Below is a block of data; give all of it again word for word.
------ Exercise material
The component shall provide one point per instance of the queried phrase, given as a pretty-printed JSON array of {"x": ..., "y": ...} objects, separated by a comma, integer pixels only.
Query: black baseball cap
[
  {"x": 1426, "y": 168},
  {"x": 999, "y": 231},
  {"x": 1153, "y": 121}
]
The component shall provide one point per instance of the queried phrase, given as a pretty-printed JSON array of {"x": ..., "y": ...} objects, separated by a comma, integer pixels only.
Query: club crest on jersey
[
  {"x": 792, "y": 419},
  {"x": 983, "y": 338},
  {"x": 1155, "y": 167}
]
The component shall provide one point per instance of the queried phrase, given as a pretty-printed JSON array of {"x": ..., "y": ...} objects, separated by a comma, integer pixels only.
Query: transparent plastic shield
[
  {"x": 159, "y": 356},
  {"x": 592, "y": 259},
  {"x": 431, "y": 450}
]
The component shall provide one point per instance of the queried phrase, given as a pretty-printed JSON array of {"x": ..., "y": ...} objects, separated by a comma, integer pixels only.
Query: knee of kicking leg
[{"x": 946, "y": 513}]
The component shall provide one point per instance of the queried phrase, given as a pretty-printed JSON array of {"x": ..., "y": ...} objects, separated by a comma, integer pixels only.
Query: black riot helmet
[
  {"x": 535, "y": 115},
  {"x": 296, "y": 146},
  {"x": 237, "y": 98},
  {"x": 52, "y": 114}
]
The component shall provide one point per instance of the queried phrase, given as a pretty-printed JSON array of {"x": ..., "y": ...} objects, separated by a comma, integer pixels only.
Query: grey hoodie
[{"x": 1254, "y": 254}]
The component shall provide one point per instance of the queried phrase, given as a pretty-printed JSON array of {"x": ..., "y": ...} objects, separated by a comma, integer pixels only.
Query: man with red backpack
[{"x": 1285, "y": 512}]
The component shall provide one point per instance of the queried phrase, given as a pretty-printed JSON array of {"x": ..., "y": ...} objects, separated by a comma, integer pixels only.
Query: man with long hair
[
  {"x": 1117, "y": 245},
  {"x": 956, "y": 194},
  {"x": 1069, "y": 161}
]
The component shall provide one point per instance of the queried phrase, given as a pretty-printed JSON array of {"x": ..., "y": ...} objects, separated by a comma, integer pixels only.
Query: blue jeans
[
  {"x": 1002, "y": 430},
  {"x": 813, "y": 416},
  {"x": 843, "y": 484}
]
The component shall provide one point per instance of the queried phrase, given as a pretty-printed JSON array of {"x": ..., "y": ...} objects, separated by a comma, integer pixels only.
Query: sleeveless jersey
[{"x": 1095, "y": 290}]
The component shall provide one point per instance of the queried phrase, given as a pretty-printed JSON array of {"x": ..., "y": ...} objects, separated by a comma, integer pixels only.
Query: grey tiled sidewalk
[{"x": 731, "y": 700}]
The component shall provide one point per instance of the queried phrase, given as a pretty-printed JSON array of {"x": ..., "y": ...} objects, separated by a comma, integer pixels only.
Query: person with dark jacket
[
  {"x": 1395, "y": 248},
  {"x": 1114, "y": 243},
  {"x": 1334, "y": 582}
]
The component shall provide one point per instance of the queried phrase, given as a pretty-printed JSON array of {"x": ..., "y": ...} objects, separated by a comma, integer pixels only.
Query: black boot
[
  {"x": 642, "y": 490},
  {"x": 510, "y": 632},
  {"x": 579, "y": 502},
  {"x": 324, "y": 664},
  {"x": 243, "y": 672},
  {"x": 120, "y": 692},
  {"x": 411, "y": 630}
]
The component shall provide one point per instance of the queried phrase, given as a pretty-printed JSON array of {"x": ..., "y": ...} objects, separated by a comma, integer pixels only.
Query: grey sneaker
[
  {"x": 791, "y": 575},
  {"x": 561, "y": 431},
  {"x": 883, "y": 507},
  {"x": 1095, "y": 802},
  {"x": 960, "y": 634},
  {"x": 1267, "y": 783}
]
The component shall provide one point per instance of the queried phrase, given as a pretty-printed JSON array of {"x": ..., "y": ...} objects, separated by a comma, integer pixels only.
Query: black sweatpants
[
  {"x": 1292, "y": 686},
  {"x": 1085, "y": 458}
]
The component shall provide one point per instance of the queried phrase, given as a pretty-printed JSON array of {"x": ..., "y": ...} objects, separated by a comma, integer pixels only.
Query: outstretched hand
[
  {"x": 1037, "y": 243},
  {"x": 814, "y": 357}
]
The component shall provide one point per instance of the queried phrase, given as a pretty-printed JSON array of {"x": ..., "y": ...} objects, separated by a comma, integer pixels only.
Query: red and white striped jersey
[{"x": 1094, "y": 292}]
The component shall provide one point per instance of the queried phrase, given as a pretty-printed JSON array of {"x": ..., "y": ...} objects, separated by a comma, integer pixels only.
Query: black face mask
------------
> In response:
The component shall provide one point per instance of the queried phrase, given as a pretty-printed JSON array of {"x": ..., "y": ...} objects, separated by a comma, integer pixels only.
Query: black baseball cap
[
  {"x": 1426, "y": 168},
  {"x": 999, "y": 231},
  {"x": 1153, "y": 121}
]
The component shall provide one point per instance of the queried phrase, given as a pretty-printed JSON array of {"x": ..., "y": ...} objects, separated by a comma, integer pixels only.
Query: club crest on jersey
[
  {"x": 792, "y": 419},
  {"x": 983, "y": 338},
  {"x": 1155, "y": 167}
]
The component shall provide one point per instance of the queried phrase, given as a pretty-printed JSON array of {"x": ..., "y": ...} objects, separated by a comma, integer pixels only.
Query: transparent plastic shield
[
  {"x": 159, "y": 356},
  {"x": 592, "y": 259},
  {"x": 431, "y": 450}
]
The component shall provide one point per instance of the queried phrase, given as a pretty-printed JSON array of {"x": ..., "y": ...} objects, separated by a comma, integer pixels only.
Query: knee of kicking leg
[{"x": 946, "y": 513}]
The component shall provide one point per instance of the queried phrase, given as a pretty-printed JSON array of {"x": ..., "y": ...} objects, separated by a comma, integer pixels only.
Query: black riot helmet
[
  {"x": 535, "y": 115},
  {"x": 296, "y": 146},
  {"x": 237, "y": 98},
  {"x": 52, "y": 114}
]
The component shall provide one point per instance of the queried phrase, given as a pretty-printed JSON array of {"x": ..., "y": ...} objects, separated by a comma, integer pixels only.
Query: grey hoodie
[{"x": 1254, "y": 254}]
The component shall provide one point per instance of the queried phrase, given as a pretty-printed JSON array of {"x": ..., "y": ...} objects, separated by a comma, integer pixels only.
Query: man with red backpack
[{"x": 1285, "y": 512}]
The component shall provide one point per instance of the queried phrase, given as a pretty-printed JSON array of {"x": ..., "y": ...} objects, separated by a comma, integer pixels only.
Query: man with long hair
[
  {"x": 1117, "y": 245},
  {"x": 956, "y": 194},
  {"x": 1069, "y": 161}
]
The component shall provide one point per instance of the queried phrase, given as a pretty-printed JSON array of {"x": ..., "y": ...} objects, separated by a comma, integer pixels only.
Query: blue jeans
[
  {"x": 1002, "y": 430},
  {"x": 813, "y": 416},
  {"x": 843, "y": 484}
]
The component shall provide one point per instance of the queried phrase, given as a pretty-printed JSON array of {"x": ..., "y": ...} objects, separated by a comma, integer pixels only.
Query: sleeveless jersey
[{"x": 1095, "y": 290}]
The component shall provide one point per instance of the queried phrase, given as a pretty-printed JSON array of {"x": ..., "y": ...} objects, separated by a comma, integer pixels only.
Query: grey tiled sidewalk
[{"x": 731, "y": 700}]
The component shall provide one point per instance of the queried phrase, given as a pretty-printed JSON array of {"x": ..., "y": ...} objects, separated by a comma, integer pixels only.
Query: person with dark jacket
[
  {"x": 1395, "y": 248},
  {"x": 1114, "y": 243},
  {"x": 1334, "y": 582}
]
The component shall provide one point per instance of the queried phrase, given as a pretty-printed JSON array of {"x": ..., "y": ...} objects, separated by a comma, integer pixels only.
Query: black boot
[
  {"x": 642, "y": 490},
  {"x": 510, "y": 632},
  {"x": 579, "y": 502},
  {"x": 324, "y": 664},
  {"x": 243, "y": 672},
  {"x": 120, "y": 692},
  {"x": 411, "y": 630}
]
The component shall provide one point per instance of the queried phrase, given as a pretty-printed JSON array of {"x": ..., "y": ...} objects, separated by a comma, integer pixels only.
Query: grey sneaker
[
  {"x": 791, "y": 575},
  {"x": 561, "y": 431},
  {"x": 883, "y": 507},
  {"x": 1095, "y": 802},
  {"x": 960, "y": 634},
  {"x": 1267, "y": 783}
]
The component shall provide one point per instance of the queried phrase, given as a pretty-printed JSON array of {"x": ..., "y": ...} objects, separated by a comma, integer pixels only.
Query: black sweatpants
[
  {"x": 1292, "y": 686},
  {"x": 1085, "y": 458}
]
The component shall provide one point per instance of the queried phrase, given as a pretty-printed JSON array of {"x": ..., "y": ...} objects, separated by a comma, integer pixels only.
Query: outstretched hand
[
  {"x": 1037, "y": 243},
  {"x": 814, "y": 357}
]
The component shall provide one point per instance of the queried phrase, given as a pretty-printed JSON array of {"x": ..., "y": ...} objects, separated by a comma, integer pixels only.
Query: red and white striped jersey
[{"x": 1094, "y": 292}]
The component shall provide one point per instance of the queried phrase, given as a pretty-printed JSON array of {"x": ..., "y": ...} objects, separated by a comma, integer pixels only.
Query: black face mask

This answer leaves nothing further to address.